• [Requirement A] Duplicate the passage of the LLM commentary starting with "The path of" and going on through "podcast last week.".
• [Requirement B]
Answer these questions from the LLM commentary:
(i) How many GPU clusters did Meta use to train Llama 3, and how many GPUs did each one have?
(ii) Which publishing house did Meta consider buying to find more data?
(iii) On which podcast did Mark Zuckerberg speak about the smallest Llama 3?

Are LLMs About To Hit A Wall? | Commentary

Each new generation of large language model (LLM) consumes a staggering amount of resources.

Meta, for instance, trained its new Llama 3 models with about 10 times more data and 100 times more compute than Llama 2. Amid a chip shortage, it used two 24,000 GPU clusters, with each chip running around the price of a luxury car. It employed so much data in its AI work, it considered buying the publishing house Simon & Schuster to find more.

Afterward, even its executives wondered aloud if the pace was sustainable.

“It is unclear whether we need to continue scaling or whether we need more innovation on post-training,” Ahmad Al-Dahle, Meta’s VP of GenAI, told me in an interview last week. “Is the infrastructure investment unsustainable over the long run? I don’t think we know.”

For Meta — and its counterparts running large language models — the question of whether throwing more data, compute, and energy at the problem will lead to further scale looms large. Since LLMs entered the popular imagination, the best path to exponential improvement seemed to be combining these ingredients and allowing the magic to happen. But with the top bound of all three potentially in sight, the industry will need newer techniques, more efficient training, and custom built hardware to progress. Without advances in these areas, LLMs may indeed hit a wall.

The path of continued scale probably starts with better methods to train and run LLMs, some of which is already in motion. “We are starting to see new kinds of architectures that are going to change how these models scale in the future,” Swami Sivasubramanian, VP of AI and Data at Amazon Web Services, told me in an interview Thursday night. Sivasubramanian said researchers within Stanford and elsewhere are getting models to learn faster, with the same amount of data, and 10 times cheaper inference. “I’m actually very optimistic about the future when it comes to novel model architectures, which has the potential to disrupt the space,” he said.

Already, new methods of training these models seem to be paying off. “The smallest Llama 3 is basically as powerful as the the biggest Llama 2,” Mark Zuckerberg said on the Dwarkesh Patel podcast last week.

To fuel these models — and get around potential bottlenecks in exhausting real world data — synthetic data created by AI is playing a key role. Though not fully proven yet, this data already made its way into model training. “Our coding abilities on Llama 3 is exceptionally high,” Meta’s Al-Dahle said. “Part of that was really being innovative and pushing on our ability to leverage models to generate synthetic data.”

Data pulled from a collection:

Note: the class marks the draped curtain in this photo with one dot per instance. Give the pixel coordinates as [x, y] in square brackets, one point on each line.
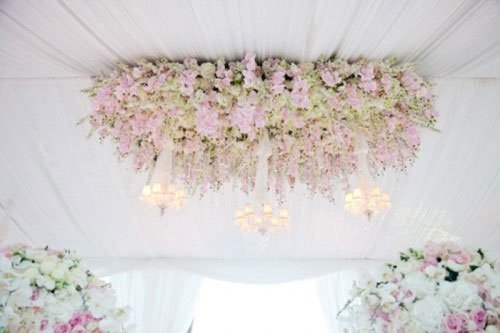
[333, 292]
[162, 298]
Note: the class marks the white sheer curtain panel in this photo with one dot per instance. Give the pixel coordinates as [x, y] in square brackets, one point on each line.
[333, 291]
[162, 298]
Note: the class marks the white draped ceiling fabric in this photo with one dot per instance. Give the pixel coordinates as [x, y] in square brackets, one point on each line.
[71, 192]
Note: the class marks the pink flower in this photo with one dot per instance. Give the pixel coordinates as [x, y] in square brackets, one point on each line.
[62, 328]
[478, 316]
[369, 86]
[43, 324]
[206, 121]
[334, 103]
[432, 250]
[35, 294]
[412, 137]
[299, 93]
[249, 73]
[78, 318]
[188, 79]
[367, 72]
[78, 329]
[352, 98]
[330, 79]
[386, 83]
[247, 115]
[278, 79]
[124, 145]
[460, 257]
[431, 112]
[452, 324]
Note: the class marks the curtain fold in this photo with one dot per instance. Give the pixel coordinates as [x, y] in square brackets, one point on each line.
[333, 291]
[162, 298]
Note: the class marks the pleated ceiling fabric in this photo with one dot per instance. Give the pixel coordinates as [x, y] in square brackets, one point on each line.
[71, 192]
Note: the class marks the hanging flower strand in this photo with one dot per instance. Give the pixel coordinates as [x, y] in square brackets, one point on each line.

• [Task result A]
The path of continued scale probably starts with better methods to train and run LLMs, some of which is already in motion. “We are starting to see new kinds of architectures that are going to change how these models scale in the future,” Swami Sivasubramanian, VP of AI and Data at Amazon Web Services, told me in an interview Thursday night. Sivasubramanian said researchers within Stanford and elsewhere are getting models to learn faster, with the same amount of data, and 10 times cheaper inference. “I’m actually very optimistic about the future when it comes to novel model architectures, which has the potential to disrupt the space,” he said.

Already, new methods of training these models seem to be paying off. “The smallest Llama 3 is basically as powerful as the the biggest Llama 2,” Mark Zuckerberg said on the Dwarkesh Patel podcast last week.

• [Task result B]
(i) Two clusters of 24,000 GPUs each.
(ii) Simon & Schuster.
(iii) The Dwarkesh Patel podcast.